** The records follows **
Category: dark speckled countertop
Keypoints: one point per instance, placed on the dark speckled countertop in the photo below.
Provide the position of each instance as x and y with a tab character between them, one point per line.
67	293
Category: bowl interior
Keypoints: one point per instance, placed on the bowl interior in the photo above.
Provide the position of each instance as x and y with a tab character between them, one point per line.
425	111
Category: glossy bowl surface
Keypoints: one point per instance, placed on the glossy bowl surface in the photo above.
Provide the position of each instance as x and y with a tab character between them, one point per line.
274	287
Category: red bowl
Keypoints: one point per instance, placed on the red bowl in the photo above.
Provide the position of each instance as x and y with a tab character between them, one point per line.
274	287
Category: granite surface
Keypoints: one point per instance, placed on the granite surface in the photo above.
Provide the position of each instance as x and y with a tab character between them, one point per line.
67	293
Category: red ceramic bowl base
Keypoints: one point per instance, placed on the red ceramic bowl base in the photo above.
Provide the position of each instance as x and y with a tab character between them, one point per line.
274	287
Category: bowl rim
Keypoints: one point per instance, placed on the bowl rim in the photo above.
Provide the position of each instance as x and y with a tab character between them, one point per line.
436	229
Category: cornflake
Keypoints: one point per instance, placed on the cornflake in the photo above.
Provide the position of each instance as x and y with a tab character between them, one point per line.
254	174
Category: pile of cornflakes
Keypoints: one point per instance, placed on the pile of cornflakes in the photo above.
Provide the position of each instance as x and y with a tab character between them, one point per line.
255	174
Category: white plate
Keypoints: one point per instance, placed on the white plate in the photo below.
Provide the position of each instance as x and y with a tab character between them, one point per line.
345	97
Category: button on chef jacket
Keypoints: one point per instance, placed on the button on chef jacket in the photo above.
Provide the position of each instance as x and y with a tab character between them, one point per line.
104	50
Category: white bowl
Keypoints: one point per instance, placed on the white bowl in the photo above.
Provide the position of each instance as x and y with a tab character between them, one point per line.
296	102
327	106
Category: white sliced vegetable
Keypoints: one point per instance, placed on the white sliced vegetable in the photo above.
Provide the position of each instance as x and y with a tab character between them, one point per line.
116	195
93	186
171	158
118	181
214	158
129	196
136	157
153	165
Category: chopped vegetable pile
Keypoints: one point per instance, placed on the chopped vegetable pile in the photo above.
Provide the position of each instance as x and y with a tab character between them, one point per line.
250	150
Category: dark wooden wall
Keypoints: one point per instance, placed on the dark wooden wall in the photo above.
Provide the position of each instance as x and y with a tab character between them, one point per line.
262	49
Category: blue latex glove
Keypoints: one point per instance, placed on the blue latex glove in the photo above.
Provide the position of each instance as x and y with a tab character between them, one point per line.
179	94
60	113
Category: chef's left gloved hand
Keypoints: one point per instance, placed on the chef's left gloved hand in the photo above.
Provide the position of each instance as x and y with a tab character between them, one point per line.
** End of The records **
Which of the lines in the data contain the string "granite"? Return each one.

## Task answer
Category: granite surface
Keypoints: one point per instance, placed on the granite surface in the photo above.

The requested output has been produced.